- Supplied passage
** BEGIN **
Walter A. Haas Professor of the Humanities
Professor of East Asian Languages and Cultures and of Comparative Literature

Institution: Stanford University

Haiyan Lee is the Walter A. Haas Professor of Chinese and Comparative Literature at Stanford University. She is the author of Revolution of the Heart: A Genealogy of Love in China, 1900-1950 (Stanford, 2007), winner of the 2009 Joseph Levenson Prize from the Association for Asian Studies, The Stranger and the Chinese Moral Imagination (Stanford, 2014), and A Certain Justice: Toward an Ecology of the Chinese Legal Imagination (Chicago, 2023).


Reflections Upon “New Civilizationisms”

“Civilization” in its latest incarnation in mainland Chinese discourse is an ideological construct that orders the world in distinct civilizations and provides historical depth and purpose to Han-majoritarian and populist agendas and neo-imperialist ambitions. It is not a rejection of universalism per se, but a rejection of the liberal world order and U.S. dominance, and a drive to substitute China’s own visions and values as the basis of a new universalism. 

There are two overlapping civilizational discourses in contemporary China: the tianxia 天下discourse led by Zhao Tingyang et al, and the China model discourse led by Zhang Weiwei et al. The former proposes a hierarchical world order presided over by a benevolent Chinese state that values peace, order, reciprocity, and harmony and deprioritizes freedom, equality, and competition. The latter envisions a bipolar world order in which China will be on par with the West in both material wealth, technological advancement, and cultural prestige.
** END **
- Set task A
Which lines in the entries contain the word "dress", matching case? Copy each of them.
- Set task B
How does the passage on Chinese civilizational discourse go on? Write its next part, picking up from where it stops.
The entries that follow bear no relation to the passage on Chinese civilizational discourse.

- Dataset excerpt
** BEGIN **
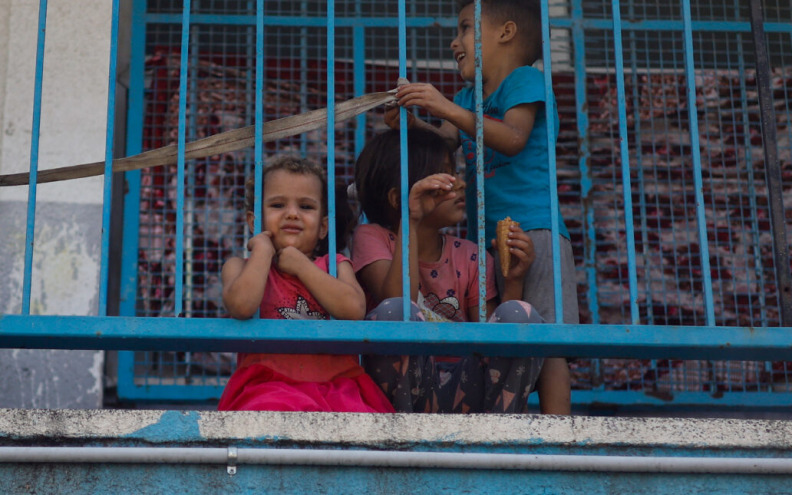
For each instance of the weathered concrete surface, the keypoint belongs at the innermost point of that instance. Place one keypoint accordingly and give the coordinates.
(68, 214)
(434, 433)
(379, 431)
(67, 250)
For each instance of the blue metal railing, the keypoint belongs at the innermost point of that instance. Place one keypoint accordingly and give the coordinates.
(633, 340)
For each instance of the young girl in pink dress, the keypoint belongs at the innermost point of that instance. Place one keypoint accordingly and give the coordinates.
(286, 277)
(443, 277)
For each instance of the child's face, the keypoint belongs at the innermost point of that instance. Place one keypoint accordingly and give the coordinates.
(464, 44)
(292, 205)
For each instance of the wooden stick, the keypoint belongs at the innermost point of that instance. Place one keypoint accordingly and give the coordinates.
(217, 144)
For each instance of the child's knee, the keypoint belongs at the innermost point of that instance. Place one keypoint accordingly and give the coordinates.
(516, 312)
(391, 309)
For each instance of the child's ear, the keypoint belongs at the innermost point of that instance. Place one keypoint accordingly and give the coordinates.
(508, 31)
(323, 228)
(251, 221)
(393, 198)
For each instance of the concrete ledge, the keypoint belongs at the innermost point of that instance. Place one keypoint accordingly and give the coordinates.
(389, 431)
(556, 441)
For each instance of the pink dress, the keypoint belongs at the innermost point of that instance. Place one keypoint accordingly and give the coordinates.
(299, 382)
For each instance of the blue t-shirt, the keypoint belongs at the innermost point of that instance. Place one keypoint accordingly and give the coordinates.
(516, 186)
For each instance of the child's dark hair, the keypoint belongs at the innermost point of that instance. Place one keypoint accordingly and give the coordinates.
(295, 165)
(377, 170)
(527, 14)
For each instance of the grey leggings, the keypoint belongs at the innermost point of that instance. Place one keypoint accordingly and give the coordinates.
(468, 385)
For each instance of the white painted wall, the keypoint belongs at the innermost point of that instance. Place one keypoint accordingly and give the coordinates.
(68, 221)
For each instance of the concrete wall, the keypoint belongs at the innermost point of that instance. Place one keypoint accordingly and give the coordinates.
(68, 220)
(572, 439)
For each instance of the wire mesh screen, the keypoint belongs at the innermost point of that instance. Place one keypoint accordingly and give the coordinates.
(221, 96)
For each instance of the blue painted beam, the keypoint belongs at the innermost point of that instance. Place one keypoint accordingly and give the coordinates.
(311, 336)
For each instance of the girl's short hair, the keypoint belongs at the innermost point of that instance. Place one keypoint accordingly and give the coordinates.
(377, 170)
(345, 221)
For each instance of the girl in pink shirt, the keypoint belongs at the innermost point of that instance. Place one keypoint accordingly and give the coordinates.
(443, 280)
(286, 277)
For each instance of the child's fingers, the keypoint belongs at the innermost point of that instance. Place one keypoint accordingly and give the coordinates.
(438, 182)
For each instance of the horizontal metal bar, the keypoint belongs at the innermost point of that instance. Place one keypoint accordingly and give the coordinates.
(450, 22)
(398, 459)
(354, 337)
(669, 25)
(306, 21)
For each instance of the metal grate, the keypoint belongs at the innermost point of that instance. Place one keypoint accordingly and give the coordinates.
(670, 279)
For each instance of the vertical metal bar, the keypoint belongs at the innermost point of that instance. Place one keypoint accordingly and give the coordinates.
(359, 80)
(584, 153)
(774, 183)
(404, 167)
(625, 159)
(754, 222)
(690, 76)
(331, 249)
(639, 168)
(185, 48)
(130, 244)
(551, 165)
(303, 75)
(481, 223)
(258, 112)
(189, 200)
(108, 174)
(30, 233)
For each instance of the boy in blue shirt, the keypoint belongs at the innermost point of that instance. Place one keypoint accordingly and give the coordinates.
(515, 156)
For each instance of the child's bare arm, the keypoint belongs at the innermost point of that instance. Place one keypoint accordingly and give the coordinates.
(508, 136)
(342, 297)
(244, 280)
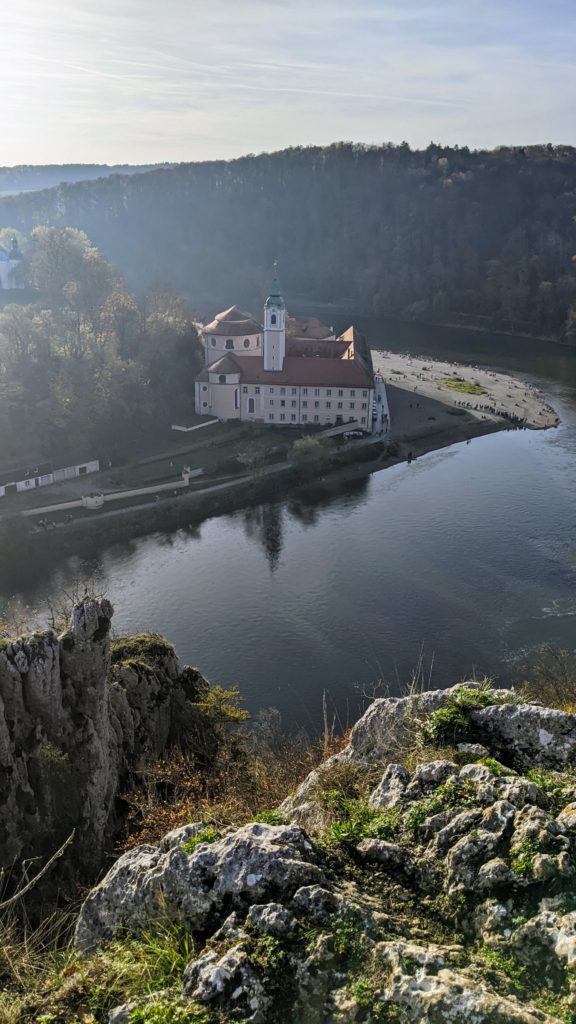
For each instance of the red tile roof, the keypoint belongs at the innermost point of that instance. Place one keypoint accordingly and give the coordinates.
(299, 371)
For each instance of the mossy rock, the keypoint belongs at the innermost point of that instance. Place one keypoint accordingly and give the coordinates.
(140, 647)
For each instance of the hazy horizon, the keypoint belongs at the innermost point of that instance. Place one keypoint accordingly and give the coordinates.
(96, 81)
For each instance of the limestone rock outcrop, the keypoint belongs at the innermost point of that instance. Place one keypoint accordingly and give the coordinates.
(440, 892)
(77, 719)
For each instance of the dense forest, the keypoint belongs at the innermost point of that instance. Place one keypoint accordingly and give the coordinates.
(481, 238)
(30, 177)
(86, 370)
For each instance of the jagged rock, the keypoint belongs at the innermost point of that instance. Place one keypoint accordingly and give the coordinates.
(246, 866)
(527, 735)
(388, 855)
(391, 788)
(228, 980)
(73, 730)
(317, 903)
(428, 990)
(272, 919)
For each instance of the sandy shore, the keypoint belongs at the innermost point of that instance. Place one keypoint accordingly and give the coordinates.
(426, 412)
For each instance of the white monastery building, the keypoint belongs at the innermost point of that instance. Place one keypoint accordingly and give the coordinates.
(10, 266)
(257, 374)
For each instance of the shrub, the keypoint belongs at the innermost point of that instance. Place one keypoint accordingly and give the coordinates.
(447, 726)
(208, 835)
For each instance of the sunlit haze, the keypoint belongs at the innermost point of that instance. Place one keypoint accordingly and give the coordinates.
(142, 81)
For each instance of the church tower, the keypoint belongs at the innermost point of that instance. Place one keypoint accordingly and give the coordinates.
(275, 327)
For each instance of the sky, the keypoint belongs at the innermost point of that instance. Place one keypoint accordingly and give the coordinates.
(136, 81)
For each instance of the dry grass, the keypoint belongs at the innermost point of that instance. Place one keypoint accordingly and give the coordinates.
(250, 776)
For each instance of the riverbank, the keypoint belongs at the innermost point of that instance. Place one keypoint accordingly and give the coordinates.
(433, 404)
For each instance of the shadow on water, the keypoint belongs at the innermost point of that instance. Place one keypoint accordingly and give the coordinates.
(467, 554)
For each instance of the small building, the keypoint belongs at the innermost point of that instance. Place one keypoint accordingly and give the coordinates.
(256, 373)
(16, 480)
(11, 270)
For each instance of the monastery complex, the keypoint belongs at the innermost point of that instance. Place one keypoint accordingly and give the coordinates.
(256, 373)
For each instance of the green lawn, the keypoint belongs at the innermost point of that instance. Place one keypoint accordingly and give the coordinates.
(459, 384)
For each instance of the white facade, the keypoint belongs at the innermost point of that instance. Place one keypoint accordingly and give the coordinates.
(36, 479)
(217, 345)
(287, 404)
(275, 336)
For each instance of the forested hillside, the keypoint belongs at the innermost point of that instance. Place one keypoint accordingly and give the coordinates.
(485, 238)
(86, 370)
(28, 177)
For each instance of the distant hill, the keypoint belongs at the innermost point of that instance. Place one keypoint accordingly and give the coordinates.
(29, 177)
(487, 239)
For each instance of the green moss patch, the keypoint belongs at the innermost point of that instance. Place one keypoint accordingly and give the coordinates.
(140, 647)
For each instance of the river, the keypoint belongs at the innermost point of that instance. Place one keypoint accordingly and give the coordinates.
(461, 562)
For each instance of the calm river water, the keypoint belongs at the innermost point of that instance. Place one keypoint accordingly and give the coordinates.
(464, 559)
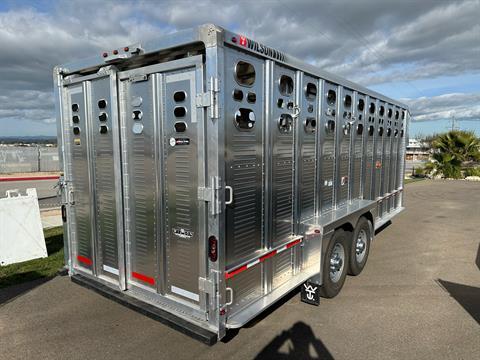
** END **
- Written reply A
For each instance of the young girl in pink dress, the keypoint belongs at the innermost point of that instance. Place one keypoint accordingly and give the coordinates.
For each instance of the pink dress, the keypoint belongs at the innermost point of that instance. Place one keypoint accordingly and give the coordinates.

- Written reply B
In both discourses, China is an amalgamation of nation-state and civilization-state that combines the strengths of both. As a nation-state, China accepts the principle of sovereign equality and human rights, abjuring the tribute or “Eastphalian” system of imperial China and drawing a line at racial capitalism which powers capitalist democracy. As a civilization-state, China’s political culture of familism and state paternalism (家国同构) will hierarchically guarantee stability, meritocracy, moral and performance legitimacy (民心向背), state-society continuity, and common prosperity. All of which can be summed up in the official foreign policy shibboleth: “Community of common destiny for mankind”(人类命运共同体).

Civilization is not a word that appears often in my work, but nationalism is. My research and teaching interest in nationalism and all its mutations, including its dialectical relationship with universalist ideologies, is probably where my work intersects most directly with new civilizationism. It is commonly repeated that China is a civilization pretending to be a nation (initially formulated by political theorist Lucian Pye, most recently parroted by Xi Jinping). Perhaps for that reason, Chinese nationalism has always had a strong civilizational bent, whereby the state is seen as more of the guardian of an ancient, unbroken civilization than of a nation or ethnos whose identity/continuity has been less than certain. 

As a literary scholar, I don’t usually write about nationalism or any political ideology directly. Instead, my work has been driven by a desire to understand China’s painful transition from empire to nation-state and the consolidation of one-party authoritarianism at the level of value, structure of feeling, and identity. My work intersects with intellectual history and political philosophy to the extent that I’m centrally preoccupied with the ideology of statist nationalism and the related problems of hierarchy and equality, inclusion and exclusion. I’ve also done some work on the external ambitions of Chinese nationalism, or its worlding discourse. I plan to extend this line of work as my contribution to the new civilizationism project.